From the data below, copy exactly the lines that lie between the one holding "fur above? Mark it with a dot." and the one holding "dog's ear above? Mark it with a dot.", including both, and nothing more.
• • • • • • •
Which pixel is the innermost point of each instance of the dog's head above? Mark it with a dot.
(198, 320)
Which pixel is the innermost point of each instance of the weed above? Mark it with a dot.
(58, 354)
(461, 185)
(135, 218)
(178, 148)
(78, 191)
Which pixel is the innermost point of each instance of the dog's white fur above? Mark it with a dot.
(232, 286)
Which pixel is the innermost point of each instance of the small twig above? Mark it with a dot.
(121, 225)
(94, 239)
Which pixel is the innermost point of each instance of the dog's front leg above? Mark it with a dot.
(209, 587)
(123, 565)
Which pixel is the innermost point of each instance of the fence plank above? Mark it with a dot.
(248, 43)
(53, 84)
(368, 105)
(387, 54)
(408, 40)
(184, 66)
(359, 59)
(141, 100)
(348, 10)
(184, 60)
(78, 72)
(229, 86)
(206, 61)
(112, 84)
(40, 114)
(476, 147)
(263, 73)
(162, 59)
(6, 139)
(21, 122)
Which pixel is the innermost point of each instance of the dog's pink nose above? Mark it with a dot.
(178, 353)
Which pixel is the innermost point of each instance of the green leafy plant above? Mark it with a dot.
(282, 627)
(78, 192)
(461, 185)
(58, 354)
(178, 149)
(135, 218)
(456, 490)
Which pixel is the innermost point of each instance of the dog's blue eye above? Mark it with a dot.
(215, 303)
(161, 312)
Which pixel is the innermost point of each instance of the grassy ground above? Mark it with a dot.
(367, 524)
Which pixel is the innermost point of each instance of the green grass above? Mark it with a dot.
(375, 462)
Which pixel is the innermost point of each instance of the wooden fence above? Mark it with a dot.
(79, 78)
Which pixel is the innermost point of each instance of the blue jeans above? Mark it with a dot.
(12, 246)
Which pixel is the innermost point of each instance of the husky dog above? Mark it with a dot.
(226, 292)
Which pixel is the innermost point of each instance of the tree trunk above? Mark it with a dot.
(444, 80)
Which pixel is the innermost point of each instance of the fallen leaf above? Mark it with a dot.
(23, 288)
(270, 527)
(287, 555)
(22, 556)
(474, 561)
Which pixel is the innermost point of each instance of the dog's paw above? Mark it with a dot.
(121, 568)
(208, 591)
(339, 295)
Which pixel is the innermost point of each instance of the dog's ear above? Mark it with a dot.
• • • • • • •
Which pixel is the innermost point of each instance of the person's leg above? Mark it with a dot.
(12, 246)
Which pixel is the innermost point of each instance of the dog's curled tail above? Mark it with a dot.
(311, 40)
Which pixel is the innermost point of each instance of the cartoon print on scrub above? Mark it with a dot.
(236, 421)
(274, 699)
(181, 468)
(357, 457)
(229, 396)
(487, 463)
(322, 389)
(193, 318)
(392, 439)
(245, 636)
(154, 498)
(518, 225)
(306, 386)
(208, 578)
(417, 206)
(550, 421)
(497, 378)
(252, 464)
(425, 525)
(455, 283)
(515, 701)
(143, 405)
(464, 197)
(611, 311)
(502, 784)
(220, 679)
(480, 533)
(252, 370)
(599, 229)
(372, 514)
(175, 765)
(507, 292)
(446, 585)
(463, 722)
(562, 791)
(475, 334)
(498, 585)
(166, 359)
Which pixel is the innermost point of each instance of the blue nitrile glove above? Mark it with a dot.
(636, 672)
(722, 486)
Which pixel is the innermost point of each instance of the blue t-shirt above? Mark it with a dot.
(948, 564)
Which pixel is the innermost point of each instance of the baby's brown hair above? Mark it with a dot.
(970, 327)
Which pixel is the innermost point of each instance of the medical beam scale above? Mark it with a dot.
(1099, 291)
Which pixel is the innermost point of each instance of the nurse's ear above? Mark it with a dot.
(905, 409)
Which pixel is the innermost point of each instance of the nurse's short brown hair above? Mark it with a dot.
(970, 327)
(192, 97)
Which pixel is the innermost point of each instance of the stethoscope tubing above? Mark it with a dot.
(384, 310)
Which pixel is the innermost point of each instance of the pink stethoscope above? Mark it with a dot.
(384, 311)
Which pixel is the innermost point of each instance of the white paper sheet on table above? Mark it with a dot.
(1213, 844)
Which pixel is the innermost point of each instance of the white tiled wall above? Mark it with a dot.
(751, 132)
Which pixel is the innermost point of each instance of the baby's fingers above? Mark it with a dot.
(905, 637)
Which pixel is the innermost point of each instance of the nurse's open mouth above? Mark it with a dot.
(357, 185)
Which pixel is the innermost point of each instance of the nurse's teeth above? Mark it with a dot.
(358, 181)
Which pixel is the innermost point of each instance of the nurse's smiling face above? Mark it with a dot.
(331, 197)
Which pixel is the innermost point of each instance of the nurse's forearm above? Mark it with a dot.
• • • • • • •
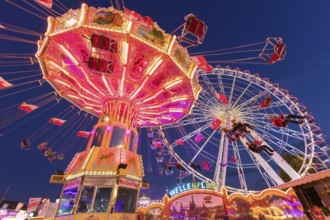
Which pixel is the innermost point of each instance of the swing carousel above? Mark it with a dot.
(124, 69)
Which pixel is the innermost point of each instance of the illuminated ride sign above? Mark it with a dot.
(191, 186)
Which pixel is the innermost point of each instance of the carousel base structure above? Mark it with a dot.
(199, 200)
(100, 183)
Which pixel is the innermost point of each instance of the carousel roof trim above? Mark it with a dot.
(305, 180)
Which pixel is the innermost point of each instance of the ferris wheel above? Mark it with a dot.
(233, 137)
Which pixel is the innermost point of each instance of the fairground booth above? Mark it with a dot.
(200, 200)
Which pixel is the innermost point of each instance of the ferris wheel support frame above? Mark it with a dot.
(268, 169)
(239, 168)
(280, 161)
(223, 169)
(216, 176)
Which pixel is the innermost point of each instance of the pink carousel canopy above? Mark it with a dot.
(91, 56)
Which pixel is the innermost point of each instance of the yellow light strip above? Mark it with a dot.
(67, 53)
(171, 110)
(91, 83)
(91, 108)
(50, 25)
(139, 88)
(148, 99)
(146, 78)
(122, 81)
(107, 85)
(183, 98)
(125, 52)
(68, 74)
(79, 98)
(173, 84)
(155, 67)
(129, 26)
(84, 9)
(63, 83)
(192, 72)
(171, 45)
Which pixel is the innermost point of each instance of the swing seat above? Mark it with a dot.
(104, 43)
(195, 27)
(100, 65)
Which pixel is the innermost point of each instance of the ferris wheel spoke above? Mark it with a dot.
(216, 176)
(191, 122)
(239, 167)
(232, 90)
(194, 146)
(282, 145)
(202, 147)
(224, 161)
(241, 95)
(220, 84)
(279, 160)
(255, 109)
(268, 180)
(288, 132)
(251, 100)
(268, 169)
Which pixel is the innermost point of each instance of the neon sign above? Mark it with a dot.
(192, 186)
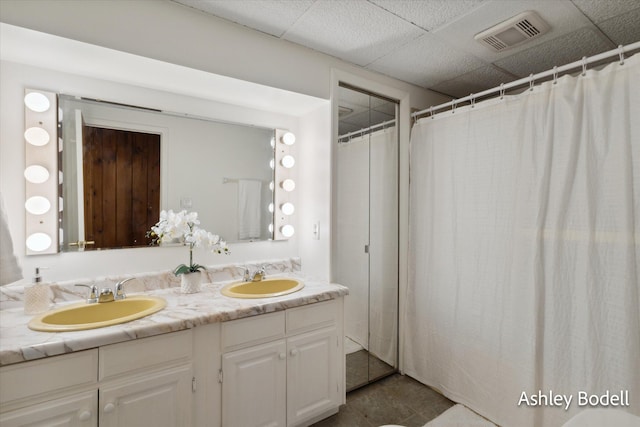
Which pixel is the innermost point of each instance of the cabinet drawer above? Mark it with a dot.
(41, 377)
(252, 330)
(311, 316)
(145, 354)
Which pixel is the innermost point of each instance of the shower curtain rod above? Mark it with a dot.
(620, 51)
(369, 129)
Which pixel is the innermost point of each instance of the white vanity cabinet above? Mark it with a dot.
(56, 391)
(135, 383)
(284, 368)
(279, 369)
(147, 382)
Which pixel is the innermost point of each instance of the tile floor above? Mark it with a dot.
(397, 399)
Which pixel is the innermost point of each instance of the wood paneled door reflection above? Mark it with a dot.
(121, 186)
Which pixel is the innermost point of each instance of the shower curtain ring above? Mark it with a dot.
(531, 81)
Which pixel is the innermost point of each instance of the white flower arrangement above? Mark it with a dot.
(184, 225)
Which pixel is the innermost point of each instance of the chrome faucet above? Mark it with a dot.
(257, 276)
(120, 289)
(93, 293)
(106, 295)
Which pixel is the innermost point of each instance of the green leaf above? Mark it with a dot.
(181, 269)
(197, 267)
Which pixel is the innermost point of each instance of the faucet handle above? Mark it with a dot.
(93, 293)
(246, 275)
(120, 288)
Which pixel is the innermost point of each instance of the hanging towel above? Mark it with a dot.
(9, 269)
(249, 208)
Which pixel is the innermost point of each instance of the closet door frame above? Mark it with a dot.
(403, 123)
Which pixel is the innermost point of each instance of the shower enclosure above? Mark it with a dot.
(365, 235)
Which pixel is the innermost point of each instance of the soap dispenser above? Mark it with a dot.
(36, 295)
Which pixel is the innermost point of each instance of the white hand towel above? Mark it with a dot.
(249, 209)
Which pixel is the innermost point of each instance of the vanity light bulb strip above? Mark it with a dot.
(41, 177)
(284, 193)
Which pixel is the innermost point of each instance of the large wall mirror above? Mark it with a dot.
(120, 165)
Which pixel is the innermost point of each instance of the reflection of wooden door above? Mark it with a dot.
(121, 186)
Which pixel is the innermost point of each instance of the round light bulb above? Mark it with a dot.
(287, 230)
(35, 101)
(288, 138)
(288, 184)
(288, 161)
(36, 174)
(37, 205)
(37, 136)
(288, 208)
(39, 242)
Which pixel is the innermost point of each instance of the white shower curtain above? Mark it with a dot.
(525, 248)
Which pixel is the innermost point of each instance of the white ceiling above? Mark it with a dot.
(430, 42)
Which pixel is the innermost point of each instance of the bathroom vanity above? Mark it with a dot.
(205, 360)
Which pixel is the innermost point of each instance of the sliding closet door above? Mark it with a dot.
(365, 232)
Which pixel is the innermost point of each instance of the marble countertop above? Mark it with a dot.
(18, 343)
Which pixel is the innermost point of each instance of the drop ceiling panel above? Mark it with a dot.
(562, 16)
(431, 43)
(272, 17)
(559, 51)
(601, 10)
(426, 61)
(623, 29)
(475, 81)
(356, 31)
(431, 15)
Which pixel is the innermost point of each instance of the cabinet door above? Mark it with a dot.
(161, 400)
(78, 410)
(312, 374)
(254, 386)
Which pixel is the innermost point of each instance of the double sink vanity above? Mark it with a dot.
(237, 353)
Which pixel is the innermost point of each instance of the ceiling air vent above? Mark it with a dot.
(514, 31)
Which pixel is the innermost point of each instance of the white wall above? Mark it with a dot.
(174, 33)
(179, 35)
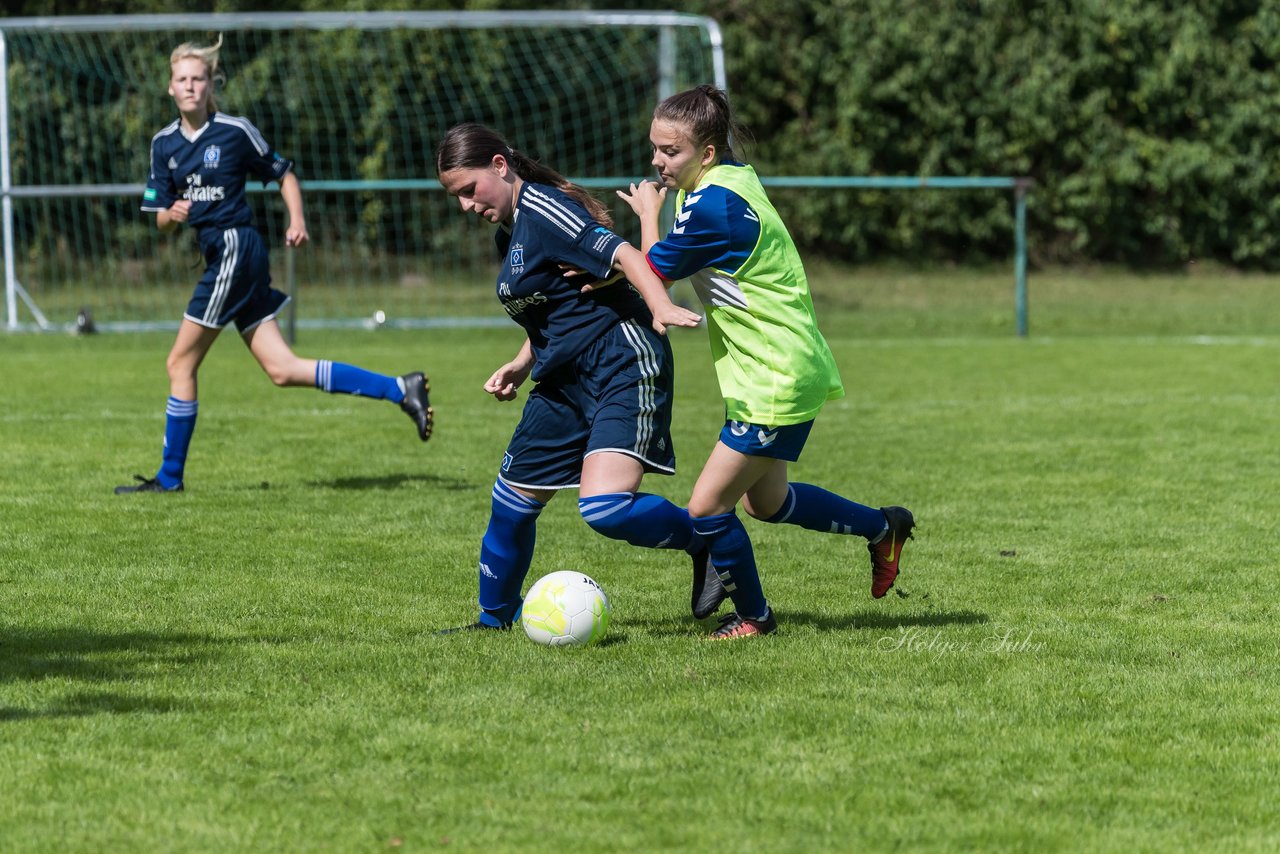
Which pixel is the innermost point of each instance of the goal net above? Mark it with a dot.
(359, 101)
• • • • • • •
◆ ANSWER BELOW
Which pixel is the innermost point of each instance of the dog's white fur above? Mark it with a dot.
(232, 286)
Which pixel is the innermost point of each instance of the small twig above? Mark it with a dot.
(121, 225)
(94, 239)
Which pixel is the innermost point of each instance of the dog's front leg above? Mark it with a dot.
(209, 587)
(123, 565)
Which pixel is the innermost point of each instance of the fence plank above? Mark it with a dot.
(248, 43)
(53, 84)
(368, 105)
(387, 54)
(408, 40)
(184, 66)
(359, 59)
(141, 100)
(348, 10)
(184, 60)
(78, 72)
(229, 86)
(206, 61)
(112, 84)
(40, 114)
(476, 147)
(263, 73)
(162, 59)
(6, 139)
(21, 122)
Which pixel is the innermost point of each instance of the dog's pink nose above? Mark it with a dot.
(178, 353)
Which pixel is the innermost point of each instance of the green leafy plant above? Mark it with a dot.
(282, 627)
(78, 192)
(461, 185)
(58, 354)
(178, 149)
(135, 218)
(456, 490)
Which pixel is the innermost point of each instance of the dog's blue eye above? Mark it with a dot.
(215, 303)
(161, 312)
Which pixel is the innermost point of each instance of the grassy ground above? Mark it with a dot.
(367, 524)
Which pixel is the innermost point of each instance of the green grass above? Mark it with a dot.
(375, 462)
Which pixel is the innermost point of each instance of the wooden fence above? Mark it with a dot.
(79, 78)
Which pixel is the innermost point of each instance of the blue jeans above? Mark it with a dot.
(12, 246)
Which pixel is the innermost point of each instance of the husky dog above? Mark it with a dot.
(226, 292)
Which pixel is the innermost point of each instance of the tree trunk above? Mark it with a dot.
(444, 80)
Which pixel is the innermost point of each instance of the fallen leaf above? Mark it with a dot.
(23, 288)
(270, 527)
(287, 555)
(22, 556)
(474, 561)
Which pixel is the innermost point of each instance of the dog's paw above? Mark it with a dot.
(121, 568)
(208, 591)
(339, 295)
Which pixel is the innermost point of each instance of the dog's ear above? Mark it with a dot.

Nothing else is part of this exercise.